Reproduce word for word the part of the Christmas big band post starting with "Little information seems" and going on through "you don't mind!".

**Source extract**
===============
Sent from mater's new Kindle Fire (other tablet computers are available).  I'm converted!  What a fantastic piece of equipment; I may have to look into these things...

Monday, 23 December 2013

Christmas Eve, Eve and Song

Christmas is nearly upon us, which means it must be time for another medley of festive classics from the Big Band period of the 1930s-1950s.  I seriously thought 2012 would be the final time I'd be able to do one of these posts, seeing as Yuletide tunes from that time were thin on the ground anyway and I had all but exhausted both my knowledge and YouTube's.  I've dug deep this year, though, and consequently am able to bring you another selection of seasonal songs from our favourite eras. 





Little information seems to be available about Jimmy Ray & his Orchestra, which is a shame as these two Christmassy numbers - both recorded at the same session on the 19th November 1937 - are a couple of topping tunes.  I Want You For Christmas also appeared in my festive post from 2011 when I featured the Dick Robertson version; it must have been a popular standard of the late Thirties as it was also recorded around the same time by Russ Morgan and Mae Questal - but I think I'll keep those in reserve for next year if you don't mind!



Recorded nearly a year later on the 11th November 1938 (Don't Wait 'Til) The Night Before Christmas is another rare Christmas-titled tune by Sammy Kaye and his orchestra (styled "Swing and Sway with Sammy Kaye"), the vocals taken by The Three Barons - a singing trio from Cleveland, Ohio (Howard Greene, Edward Parton and Joe McGhee) who also performed as The Three Riffs.



Christmas just isn't Christmas without a Crosby song or three but although Bing has rightly endured and remains popular to this day, his bandleader brother Bob is less well-known now.  It's only fair, then, to include his orchestra's recording of Let It Snow, Let It Snow, Let It Snow from early in 1946 when the song was riding a crest following Vaughn Monroe's chart-topping version.



Although not expressly mentioned on this YouTube video, Bob Eberly was most closely associated in the 1930s, 1940s and early '50s with the Jimmy Dorsey Orchestra so it's a fair bet that's who's playing here.  Bob Eberly was in fact a brother of Ray Eberle, the singer with Glenn Miller and his Orchestra (it was Bob who actually recommended the young Ray to Glenn when the latter was looking for a new lead vocalist in 1938).  You can certainly hear the similarity!
===============
**Listed entries**

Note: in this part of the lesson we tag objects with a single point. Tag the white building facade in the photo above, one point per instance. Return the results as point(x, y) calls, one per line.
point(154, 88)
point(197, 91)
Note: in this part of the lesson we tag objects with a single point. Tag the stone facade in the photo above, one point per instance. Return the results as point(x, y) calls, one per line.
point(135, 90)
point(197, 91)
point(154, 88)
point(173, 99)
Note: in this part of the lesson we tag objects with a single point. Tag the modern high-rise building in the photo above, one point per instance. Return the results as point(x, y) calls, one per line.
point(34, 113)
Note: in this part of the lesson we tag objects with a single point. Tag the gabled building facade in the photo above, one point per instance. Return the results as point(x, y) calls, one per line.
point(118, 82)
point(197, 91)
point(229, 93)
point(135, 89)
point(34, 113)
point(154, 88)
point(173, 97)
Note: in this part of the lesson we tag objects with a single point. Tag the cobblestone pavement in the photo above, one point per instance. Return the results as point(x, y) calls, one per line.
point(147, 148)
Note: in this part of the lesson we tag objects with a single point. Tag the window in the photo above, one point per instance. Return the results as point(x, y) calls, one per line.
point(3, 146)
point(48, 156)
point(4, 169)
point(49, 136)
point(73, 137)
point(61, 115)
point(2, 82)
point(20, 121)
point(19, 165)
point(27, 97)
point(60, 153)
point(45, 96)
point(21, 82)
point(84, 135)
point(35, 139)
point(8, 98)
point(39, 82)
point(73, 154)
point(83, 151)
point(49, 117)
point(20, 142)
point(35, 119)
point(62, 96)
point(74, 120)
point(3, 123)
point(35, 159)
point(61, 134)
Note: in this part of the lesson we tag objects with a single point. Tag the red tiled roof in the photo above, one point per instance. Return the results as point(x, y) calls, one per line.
===============
**Solution to the problem**
Little information seems to be available about Jimmy Ray & his Orchestra, which is a shame as these two Christmassy numbers - both recorded at the same session on the 19th November 1937 - are a couple of topping tunes.  I Want You For Christmas also appeared in my festive post from 2011 when I featured the Dick Robertson version; it must have been a popular standard of the late Thirties as it was also recorded around the same time by Russ Morgan and Mae Questal - but I think I'll keep those in reserve for next year if you don't mind!